* _Directions_:
#1 According to the workplace training text, what total amount did US companies spend on training in 2020?
#2 Continue the workplace training text from where it stops.

* _Reading text_:
--------------------------------------------------
18. The rise of social learning
According to CIPD, organizations increasingly employ social learning (28% of companies in 2021, compared to just 19% in 2020) to deliver e-learning content and encourage collaboration.
This is no surprise, considering that people learn better with each other. We are social creatures and months of isolation only exacerbate the need for socialization. Social learning also has the added benefits of making it easier for you to cultivate a learning culture in your organization.
At AIHR, we aim to build socialization into the foundation of our LMS for our learners. We do this by adding features like forum discussion, opinion sharing, and lesson discussions. These elements of our LMS allow learners to be able to ask thought-provoking questions, share ideas and best practices, and expand on certain topics.
Training expenditure and cost
19. A slight drop in a time of uncertainty
In 2020, US companies spent a total of $82.4 billion on training, according to Training Mag. This is a decline of only 0.5% from the previous year.
Given the uncertainty and the economic hardship that many companies faced in 2020, this number is much more optimistic than we expected. It shows that even when other sacrifices had to be made, L&D remains a priority. Particularly at organizations with more than 10,000 employees, where training expenditure actually increased by 24.3%.
When creating an L&D budget, there are a few things you should take into account, such as:
- The number of team members you have or expected to have
- The tools and technology you’ll need to deliver the best training
- The cost of developing or purchasing content
- The administrative needs of your team
- The potential travel and expenses
20. Online learning is the way to go
LinkedIn Workplace Learning Report 2021 shows that 79% of L&D professionals expect organizations to spend more on online training.
This suggests a shift from in-person training and instructor-led training to blended online learning. This type of learning promises better accessibility, higher reach, and more opportunities for different types of learning content.
--------------------------------------------------
* _Provided information_:
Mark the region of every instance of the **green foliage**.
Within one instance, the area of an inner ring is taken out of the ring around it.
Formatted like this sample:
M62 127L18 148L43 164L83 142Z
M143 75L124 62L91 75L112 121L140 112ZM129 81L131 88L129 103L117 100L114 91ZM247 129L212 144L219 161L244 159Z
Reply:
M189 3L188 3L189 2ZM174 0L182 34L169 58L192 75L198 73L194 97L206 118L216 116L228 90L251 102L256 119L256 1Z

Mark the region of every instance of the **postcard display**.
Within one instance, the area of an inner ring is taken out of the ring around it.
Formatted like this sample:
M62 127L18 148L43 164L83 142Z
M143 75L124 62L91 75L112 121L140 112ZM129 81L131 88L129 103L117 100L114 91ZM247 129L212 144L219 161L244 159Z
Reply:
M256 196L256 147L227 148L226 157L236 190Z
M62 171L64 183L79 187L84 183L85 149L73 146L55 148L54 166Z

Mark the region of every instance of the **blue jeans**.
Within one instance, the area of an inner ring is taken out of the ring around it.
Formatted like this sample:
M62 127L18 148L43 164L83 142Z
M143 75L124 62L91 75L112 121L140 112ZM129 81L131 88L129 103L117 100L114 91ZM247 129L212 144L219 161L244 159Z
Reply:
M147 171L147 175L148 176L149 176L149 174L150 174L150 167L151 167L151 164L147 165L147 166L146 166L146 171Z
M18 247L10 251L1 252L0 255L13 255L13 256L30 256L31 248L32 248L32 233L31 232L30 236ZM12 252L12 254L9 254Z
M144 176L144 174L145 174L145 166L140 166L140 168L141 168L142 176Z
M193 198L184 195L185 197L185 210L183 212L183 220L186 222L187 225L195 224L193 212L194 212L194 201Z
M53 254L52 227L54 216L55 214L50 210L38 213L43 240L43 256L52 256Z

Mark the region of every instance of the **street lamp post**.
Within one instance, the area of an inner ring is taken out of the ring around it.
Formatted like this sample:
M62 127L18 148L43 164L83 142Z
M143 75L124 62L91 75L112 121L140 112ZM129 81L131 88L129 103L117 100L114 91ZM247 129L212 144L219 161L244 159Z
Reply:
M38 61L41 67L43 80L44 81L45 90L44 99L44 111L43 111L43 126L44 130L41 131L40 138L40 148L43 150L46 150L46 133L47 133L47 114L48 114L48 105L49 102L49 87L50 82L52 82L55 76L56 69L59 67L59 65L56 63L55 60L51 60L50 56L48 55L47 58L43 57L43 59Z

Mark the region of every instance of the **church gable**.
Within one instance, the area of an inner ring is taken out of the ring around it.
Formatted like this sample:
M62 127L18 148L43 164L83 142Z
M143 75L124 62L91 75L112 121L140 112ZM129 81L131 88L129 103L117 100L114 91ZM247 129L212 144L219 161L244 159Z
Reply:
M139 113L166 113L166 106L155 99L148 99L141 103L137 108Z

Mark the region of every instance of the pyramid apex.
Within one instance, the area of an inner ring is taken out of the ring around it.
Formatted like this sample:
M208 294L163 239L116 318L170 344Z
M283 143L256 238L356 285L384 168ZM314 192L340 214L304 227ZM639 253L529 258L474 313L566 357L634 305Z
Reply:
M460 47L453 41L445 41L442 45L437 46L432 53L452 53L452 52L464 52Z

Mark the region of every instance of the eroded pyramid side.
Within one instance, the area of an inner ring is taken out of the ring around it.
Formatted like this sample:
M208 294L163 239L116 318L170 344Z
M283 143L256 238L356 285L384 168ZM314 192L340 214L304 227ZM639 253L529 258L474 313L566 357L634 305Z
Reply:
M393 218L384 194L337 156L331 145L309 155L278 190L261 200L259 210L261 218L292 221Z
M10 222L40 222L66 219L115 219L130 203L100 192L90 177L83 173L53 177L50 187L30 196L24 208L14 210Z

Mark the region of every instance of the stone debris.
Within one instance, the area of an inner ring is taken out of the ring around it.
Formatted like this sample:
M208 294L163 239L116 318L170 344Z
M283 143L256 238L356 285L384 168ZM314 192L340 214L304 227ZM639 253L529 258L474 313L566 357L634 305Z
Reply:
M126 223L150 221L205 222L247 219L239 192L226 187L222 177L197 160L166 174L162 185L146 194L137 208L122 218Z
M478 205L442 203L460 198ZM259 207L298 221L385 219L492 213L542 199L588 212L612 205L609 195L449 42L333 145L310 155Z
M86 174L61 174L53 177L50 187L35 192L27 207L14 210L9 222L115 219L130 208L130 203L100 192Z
--------------------------------------------------
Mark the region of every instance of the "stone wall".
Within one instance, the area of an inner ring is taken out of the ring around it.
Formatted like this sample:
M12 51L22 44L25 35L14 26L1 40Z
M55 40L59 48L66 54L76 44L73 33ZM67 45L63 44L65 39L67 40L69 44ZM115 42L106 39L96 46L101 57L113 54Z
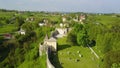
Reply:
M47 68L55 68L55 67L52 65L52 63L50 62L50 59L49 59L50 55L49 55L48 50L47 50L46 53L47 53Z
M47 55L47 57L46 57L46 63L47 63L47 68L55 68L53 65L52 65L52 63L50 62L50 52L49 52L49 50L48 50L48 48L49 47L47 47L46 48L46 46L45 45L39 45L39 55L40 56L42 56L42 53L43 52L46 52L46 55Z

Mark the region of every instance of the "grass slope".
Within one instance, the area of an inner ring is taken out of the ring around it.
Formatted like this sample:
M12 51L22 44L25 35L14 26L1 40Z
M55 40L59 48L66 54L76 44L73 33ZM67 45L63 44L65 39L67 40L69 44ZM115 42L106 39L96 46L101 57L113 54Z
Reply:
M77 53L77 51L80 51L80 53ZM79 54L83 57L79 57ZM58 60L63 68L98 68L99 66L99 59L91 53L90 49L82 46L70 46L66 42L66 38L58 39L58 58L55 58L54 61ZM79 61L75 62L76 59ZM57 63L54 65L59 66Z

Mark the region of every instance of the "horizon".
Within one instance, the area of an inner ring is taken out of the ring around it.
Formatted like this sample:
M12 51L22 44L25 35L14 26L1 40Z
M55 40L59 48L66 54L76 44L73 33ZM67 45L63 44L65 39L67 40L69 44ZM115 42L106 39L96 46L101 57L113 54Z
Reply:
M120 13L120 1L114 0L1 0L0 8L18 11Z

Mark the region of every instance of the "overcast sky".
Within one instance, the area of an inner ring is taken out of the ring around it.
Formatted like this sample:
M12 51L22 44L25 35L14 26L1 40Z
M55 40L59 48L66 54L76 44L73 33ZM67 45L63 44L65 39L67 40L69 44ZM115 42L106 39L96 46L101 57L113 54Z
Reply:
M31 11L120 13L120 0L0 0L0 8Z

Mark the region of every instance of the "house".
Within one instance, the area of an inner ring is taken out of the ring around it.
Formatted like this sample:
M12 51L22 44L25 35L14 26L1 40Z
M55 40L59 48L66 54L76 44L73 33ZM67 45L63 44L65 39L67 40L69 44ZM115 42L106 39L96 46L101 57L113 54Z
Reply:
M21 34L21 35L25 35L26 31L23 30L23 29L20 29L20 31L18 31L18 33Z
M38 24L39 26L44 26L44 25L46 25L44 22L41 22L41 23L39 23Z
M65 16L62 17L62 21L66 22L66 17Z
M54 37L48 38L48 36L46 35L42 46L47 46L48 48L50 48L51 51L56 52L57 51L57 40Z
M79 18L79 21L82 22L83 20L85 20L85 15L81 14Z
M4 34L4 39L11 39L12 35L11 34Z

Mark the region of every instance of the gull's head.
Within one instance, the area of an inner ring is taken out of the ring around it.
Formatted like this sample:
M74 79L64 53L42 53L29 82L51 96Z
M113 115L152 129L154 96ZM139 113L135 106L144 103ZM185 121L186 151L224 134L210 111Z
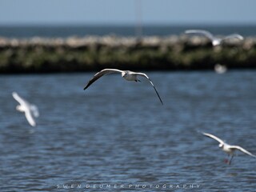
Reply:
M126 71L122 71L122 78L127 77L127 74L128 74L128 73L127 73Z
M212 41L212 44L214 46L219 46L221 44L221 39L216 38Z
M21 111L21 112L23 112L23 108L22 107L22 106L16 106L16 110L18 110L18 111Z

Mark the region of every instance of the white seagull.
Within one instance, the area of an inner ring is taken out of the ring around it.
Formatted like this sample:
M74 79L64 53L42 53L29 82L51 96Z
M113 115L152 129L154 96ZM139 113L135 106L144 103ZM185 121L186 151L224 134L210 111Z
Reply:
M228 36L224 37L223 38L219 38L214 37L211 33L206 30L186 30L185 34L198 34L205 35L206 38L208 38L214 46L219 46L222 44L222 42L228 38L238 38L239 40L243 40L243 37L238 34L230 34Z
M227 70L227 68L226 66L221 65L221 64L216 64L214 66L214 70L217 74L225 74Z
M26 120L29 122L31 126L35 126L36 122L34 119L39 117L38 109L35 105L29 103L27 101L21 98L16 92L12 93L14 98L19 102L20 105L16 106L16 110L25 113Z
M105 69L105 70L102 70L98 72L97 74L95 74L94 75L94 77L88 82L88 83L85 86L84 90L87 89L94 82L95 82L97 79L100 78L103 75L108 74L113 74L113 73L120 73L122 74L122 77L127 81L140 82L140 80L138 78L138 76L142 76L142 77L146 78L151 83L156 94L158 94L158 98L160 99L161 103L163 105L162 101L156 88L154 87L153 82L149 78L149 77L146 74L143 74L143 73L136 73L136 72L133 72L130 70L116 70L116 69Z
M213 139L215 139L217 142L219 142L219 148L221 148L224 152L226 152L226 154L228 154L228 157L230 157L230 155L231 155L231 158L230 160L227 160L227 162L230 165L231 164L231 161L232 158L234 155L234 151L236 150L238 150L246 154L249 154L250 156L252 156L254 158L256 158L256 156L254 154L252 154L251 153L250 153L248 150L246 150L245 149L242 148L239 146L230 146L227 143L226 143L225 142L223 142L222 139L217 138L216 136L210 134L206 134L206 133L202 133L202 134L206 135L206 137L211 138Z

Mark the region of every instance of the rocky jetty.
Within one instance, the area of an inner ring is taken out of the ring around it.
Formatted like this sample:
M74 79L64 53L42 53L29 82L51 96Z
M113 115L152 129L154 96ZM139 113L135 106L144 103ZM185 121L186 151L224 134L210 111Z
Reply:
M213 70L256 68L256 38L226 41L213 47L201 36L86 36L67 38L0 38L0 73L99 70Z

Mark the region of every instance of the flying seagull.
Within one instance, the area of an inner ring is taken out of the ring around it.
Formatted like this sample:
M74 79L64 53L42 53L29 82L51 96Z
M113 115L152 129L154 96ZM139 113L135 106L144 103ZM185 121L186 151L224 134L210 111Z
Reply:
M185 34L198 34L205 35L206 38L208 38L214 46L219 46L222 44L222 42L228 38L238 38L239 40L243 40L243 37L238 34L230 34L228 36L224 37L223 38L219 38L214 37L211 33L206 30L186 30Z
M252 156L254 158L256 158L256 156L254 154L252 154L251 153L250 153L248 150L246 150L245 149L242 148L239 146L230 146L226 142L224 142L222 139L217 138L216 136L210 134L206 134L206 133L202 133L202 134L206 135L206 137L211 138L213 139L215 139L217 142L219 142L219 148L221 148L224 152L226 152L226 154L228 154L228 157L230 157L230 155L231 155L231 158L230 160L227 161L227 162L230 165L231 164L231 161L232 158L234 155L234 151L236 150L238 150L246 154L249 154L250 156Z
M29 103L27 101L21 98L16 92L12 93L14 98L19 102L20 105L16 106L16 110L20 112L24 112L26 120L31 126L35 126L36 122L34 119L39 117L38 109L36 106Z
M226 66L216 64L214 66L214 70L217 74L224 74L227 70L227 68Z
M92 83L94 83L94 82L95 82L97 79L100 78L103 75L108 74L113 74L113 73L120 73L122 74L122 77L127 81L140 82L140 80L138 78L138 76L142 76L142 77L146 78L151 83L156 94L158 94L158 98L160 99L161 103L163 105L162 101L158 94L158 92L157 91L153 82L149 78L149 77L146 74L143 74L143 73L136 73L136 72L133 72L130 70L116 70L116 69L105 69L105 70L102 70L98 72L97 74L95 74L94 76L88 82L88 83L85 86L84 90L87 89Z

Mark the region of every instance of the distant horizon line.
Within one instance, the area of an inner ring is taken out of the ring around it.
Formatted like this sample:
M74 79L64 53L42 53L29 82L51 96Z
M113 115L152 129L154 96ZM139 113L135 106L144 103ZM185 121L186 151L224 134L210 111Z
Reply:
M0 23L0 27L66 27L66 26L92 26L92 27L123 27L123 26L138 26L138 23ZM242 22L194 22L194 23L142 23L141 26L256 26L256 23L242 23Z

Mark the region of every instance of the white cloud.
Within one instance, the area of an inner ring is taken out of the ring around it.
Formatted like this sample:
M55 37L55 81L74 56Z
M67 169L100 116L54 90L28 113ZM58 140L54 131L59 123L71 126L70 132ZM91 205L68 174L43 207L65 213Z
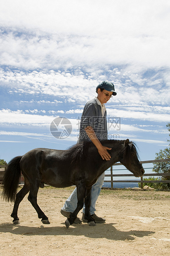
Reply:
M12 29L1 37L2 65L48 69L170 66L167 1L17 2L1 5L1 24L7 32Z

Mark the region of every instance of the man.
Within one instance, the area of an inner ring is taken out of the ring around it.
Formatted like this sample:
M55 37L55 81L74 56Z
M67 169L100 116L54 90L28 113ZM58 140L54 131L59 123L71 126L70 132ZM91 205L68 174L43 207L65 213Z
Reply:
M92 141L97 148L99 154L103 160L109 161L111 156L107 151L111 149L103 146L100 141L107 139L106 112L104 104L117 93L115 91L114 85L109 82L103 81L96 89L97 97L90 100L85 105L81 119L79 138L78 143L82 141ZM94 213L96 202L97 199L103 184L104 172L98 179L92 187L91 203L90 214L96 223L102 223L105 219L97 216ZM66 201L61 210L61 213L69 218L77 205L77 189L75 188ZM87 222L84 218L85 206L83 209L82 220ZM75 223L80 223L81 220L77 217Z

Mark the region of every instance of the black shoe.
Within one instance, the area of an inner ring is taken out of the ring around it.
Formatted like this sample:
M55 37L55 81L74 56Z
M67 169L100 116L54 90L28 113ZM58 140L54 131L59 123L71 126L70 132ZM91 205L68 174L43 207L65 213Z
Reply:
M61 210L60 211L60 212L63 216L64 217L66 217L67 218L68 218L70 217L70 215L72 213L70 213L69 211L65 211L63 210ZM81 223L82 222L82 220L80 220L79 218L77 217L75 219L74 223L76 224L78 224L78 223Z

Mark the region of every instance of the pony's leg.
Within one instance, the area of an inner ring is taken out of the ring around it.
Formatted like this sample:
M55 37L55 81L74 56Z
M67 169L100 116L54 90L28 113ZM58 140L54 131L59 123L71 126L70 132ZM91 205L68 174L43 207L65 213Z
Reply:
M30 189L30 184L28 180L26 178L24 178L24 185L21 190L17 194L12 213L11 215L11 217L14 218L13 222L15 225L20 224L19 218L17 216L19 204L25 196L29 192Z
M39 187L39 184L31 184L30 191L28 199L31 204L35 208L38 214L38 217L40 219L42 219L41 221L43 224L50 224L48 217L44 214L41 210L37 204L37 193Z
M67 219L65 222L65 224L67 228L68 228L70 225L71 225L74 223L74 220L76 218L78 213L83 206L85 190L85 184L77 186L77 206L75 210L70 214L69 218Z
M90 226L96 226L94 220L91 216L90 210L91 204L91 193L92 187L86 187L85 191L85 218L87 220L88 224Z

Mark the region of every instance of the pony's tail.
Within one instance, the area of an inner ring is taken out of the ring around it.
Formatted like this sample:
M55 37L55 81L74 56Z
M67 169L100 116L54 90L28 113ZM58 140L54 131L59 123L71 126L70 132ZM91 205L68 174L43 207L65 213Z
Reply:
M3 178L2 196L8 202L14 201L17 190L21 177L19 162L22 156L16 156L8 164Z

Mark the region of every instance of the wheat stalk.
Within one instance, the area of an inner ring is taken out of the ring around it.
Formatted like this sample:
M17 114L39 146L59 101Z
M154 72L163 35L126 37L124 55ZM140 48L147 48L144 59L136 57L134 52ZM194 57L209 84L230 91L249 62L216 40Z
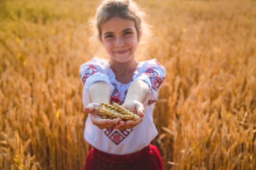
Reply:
--------------------------------------------------
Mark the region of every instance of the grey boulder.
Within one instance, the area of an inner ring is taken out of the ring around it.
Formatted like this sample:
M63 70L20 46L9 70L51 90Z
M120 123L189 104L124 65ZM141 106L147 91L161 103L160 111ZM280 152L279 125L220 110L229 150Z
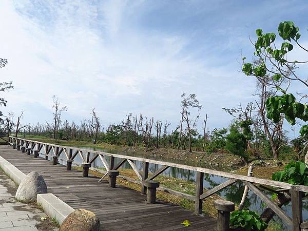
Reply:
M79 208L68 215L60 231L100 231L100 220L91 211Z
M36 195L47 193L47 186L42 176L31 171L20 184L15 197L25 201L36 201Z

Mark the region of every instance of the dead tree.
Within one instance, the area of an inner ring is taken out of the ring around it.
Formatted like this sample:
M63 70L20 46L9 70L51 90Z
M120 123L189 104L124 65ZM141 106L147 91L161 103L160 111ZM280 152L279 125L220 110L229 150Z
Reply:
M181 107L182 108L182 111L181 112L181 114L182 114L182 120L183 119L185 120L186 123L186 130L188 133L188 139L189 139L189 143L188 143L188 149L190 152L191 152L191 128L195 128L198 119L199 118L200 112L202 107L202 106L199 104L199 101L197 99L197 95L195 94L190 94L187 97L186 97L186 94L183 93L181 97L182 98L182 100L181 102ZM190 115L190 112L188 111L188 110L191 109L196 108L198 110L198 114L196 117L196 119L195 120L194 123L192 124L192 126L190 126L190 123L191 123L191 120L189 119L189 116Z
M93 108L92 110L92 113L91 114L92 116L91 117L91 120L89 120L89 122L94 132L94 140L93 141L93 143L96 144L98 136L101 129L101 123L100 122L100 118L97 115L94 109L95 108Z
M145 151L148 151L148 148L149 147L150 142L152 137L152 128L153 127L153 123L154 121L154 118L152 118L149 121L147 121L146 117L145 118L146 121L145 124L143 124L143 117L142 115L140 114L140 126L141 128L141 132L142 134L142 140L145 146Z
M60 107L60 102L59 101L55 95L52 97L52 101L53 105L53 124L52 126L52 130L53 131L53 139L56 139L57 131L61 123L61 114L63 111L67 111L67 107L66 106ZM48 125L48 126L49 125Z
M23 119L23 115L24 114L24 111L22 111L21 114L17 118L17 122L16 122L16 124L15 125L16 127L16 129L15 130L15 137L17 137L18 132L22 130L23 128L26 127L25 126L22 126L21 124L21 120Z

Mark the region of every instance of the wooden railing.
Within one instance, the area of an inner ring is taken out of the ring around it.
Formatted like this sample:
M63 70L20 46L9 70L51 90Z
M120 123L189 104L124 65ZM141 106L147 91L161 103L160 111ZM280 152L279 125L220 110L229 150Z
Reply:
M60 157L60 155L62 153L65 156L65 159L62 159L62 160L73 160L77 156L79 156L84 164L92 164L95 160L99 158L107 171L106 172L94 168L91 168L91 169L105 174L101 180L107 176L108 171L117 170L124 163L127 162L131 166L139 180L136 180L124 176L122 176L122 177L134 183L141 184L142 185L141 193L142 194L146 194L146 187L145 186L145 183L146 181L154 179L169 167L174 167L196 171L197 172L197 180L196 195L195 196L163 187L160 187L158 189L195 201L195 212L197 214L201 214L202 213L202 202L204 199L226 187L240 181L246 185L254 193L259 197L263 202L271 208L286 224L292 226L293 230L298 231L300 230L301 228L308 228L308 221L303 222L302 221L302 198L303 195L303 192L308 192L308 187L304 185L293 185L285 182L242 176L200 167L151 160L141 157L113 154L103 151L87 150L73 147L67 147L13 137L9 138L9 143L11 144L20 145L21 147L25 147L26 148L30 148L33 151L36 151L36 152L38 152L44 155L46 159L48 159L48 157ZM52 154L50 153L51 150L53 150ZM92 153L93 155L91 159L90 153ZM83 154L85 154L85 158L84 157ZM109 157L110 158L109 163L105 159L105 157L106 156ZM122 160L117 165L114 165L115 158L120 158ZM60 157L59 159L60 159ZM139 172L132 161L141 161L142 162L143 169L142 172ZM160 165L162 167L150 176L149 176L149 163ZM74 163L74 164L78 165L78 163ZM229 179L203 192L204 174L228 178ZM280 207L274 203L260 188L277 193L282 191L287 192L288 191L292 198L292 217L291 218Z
--------------------------------------------------
* _Answers to the exercise_:
#1 $82.4 billion

#2
The problem is that before the pandemic, the bulk of training happens in the form of in-person lessons (about 63% of total amount of training). The new training format would require the creation of new content. Companies now face the dilemma of building content of their own, or buying content from third parties. Here’s a breakdown of the pros and cons of each option:
|Build new content||Buy from providers|
|Best suited for||Large organizations with a pool of in-house subject matter experts||Smaller organizations without existing resources and experts|
|Advantages||Maximum customization for your organization||Don’t have to worry about relevance, upkeep, and innovation|
|Disadvantages||Building and training a team of experts can take time and content might become outdated||Less customization and might be an issue in terms of budget|
To know which option is best suited for your organization, you’ll need to evaluate the current situation of your company (in terms of size, budget, and existing skills gap) and its future direction.
Over to you
So there you have it — the 20 L&D statistics that you need to know in 2021. It’s become clear that employers are realizing the value of L&D. They are also making an effort to adapt their training to the employee and organizational needs through more personalized content, online training, and social learning.
However, the struggle continues. We still face issues like lack of time and identifying exactly what the employees want and need to learn. To close the skills gap and be ready for the future, organizations will need to make the best of the available time that they have and innovate the way they do L&D.